REQUIREMENT
Edit everything from the line containing "Security feed analysis requested. Where is the white frosting?" down to the end of the listing so that "Security feed" becomes "Camera feed", leaving all else unchanged. Return only those lines.
[Start of GIVEN INFORMATION]
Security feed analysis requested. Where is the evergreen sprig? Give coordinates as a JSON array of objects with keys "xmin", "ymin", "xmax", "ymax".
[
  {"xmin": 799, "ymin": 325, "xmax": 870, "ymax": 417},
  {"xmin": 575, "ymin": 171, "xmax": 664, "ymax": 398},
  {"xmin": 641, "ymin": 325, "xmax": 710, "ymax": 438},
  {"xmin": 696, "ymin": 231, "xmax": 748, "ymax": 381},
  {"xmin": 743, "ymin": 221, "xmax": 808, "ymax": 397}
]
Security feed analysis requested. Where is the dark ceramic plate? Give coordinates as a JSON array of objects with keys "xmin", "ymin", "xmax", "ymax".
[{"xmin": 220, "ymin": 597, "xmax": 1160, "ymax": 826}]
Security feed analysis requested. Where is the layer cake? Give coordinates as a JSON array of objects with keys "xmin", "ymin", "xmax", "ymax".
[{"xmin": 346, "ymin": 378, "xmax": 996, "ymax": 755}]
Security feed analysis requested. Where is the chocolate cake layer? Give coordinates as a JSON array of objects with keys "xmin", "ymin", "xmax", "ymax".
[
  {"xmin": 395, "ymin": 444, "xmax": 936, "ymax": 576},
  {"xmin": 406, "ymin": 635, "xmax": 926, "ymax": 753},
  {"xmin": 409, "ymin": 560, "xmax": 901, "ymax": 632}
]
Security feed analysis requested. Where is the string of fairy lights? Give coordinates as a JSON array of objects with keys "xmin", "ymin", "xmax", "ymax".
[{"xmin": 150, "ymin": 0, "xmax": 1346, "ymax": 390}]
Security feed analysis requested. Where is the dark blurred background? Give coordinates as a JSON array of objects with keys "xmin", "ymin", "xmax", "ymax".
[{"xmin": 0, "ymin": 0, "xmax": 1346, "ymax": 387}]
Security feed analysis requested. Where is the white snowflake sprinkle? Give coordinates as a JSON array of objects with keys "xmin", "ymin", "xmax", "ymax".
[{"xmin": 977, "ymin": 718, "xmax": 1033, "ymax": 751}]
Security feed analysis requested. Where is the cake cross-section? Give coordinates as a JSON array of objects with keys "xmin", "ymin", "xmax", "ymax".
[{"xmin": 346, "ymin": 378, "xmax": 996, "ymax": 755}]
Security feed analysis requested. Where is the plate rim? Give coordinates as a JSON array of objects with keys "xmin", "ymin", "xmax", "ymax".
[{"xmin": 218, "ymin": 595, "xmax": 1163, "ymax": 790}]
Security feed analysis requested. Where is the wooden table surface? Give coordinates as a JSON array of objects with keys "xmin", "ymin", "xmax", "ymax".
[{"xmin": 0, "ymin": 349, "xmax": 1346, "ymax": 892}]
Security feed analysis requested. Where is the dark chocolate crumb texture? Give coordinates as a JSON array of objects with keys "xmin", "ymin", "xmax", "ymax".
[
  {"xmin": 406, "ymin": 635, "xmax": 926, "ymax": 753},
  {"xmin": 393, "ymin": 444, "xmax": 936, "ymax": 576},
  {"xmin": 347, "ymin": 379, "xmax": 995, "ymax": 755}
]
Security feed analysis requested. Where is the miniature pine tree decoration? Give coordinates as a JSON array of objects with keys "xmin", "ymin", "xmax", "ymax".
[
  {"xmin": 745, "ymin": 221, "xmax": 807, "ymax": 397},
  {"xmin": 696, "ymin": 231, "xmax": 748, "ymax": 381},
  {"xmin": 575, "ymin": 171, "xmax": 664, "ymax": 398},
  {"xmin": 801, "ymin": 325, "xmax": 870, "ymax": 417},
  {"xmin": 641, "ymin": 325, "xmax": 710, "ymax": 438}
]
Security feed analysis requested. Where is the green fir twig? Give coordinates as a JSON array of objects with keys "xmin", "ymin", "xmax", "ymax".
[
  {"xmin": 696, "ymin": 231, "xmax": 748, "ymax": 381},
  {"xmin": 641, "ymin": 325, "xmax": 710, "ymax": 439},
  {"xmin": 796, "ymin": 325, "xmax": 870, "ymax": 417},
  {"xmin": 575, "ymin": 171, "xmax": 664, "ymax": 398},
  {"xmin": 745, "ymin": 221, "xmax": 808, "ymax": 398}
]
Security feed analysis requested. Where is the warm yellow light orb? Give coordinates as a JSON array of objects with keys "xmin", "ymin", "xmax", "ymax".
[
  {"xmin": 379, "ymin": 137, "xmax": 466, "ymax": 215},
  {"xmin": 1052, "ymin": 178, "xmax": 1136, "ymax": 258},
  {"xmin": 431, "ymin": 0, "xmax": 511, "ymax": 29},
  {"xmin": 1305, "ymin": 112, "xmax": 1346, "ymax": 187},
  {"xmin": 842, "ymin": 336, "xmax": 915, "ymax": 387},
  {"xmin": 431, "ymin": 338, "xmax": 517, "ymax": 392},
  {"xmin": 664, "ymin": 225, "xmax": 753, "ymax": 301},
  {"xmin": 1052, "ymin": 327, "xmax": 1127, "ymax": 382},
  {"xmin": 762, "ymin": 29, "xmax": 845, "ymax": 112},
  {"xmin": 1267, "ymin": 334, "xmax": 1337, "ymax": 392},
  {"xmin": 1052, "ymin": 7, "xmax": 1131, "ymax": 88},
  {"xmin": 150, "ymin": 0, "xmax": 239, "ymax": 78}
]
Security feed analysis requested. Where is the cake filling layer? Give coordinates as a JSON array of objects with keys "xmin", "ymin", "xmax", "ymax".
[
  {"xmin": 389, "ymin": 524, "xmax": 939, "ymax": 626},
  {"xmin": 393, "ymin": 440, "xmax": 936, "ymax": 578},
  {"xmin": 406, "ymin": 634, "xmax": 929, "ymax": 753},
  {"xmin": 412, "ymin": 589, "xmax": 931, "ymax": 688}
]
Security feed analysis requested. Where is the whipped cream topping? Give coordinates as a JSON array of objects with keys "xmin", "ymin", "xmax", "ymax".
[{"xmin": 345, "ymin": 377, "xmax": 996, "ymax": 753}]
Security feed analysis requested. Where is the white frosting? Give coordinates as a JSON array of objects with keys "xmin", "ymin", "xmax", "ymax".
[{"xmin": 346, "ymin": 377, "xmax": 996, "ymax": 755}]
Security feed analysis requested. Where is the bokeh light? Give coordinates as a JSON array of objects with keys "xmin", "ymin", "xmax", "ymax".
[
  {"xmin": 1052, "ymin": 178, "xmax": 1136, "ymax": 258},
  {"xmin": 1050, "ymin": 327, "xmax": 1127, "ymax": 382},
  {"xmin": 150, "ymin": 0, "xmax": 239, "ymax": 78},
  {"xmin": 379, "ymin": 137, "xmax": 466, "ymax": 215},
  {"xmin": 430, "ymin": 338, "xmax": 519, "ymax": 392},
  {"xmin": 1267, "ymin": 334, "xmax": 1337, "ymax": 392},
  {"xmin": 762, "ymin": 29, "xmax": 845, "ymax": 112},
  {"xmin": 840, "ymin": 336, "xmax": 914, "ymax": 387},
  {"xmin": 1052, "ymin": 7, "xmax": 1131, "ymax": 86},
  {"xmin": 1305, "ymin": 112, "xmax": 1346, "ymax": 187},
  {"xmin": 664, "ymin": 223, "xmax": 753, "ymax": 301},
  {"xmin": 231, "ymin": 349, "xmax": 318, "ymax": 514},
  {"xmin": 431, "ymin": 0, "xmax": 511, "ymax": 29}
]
[End of GIVEN INFORMATION]
CORRECT OUTPUT
Camera feed analysis requested. Where is the white frosting? Give coordinates as a JSON array of objects with keys "xmin", "ymin", "xmax", "ymax".
[{"xmin": 346, "ymin": 377, "xmax": 996, "ymax": 755}]
Camera feed analysis requested. Where is the bokeh light? Give coordinates as a JSON array of objects with keys "xmin", "ymin", "xmax", "ymax".
[
  {"xmin": 1052, "ymin": 178, "xmax": 1136, "ymax": 258},
  {"xmin": 1050, "ymin": 327, "xmax": 1127, "ymax": 382},
  {"xmin": 150, "ymin": 0, "xmax": 239, "ymax": 78},
  {"xmin": 379, "ymin": 137, "xmax": 466, "ymax": 215},
  {"xmin": 430, "ymin": 338, "xmax": 519, "ymax": 392},
  {"xmin": 1267, "ymin": 334, "xmax": 1337, "ymax": 392},
  {"xmin": 762, "ymin": 29, "xmax": 845, "ymax": 112},
  {"xmin": 840, "ymin": 336, "xmax": 914, "ymax": 387},
  {"xmin": 1052, "ymin": 7, "xmax": 1131, "ymax": 86},
  {"xmin": 1305, "ymin": 112, "xmax": 1346, "ymax": 187},
  {"xmin": 664, "ymin": 223, "xmax": 753, "ymax": 301},
  {"xmin": 231, "ymin": 349, "xmax": 318, "ymax": 514},
  {"xmin": 431, "ymin": 0, "xmax": 511, "ymax": 29}
]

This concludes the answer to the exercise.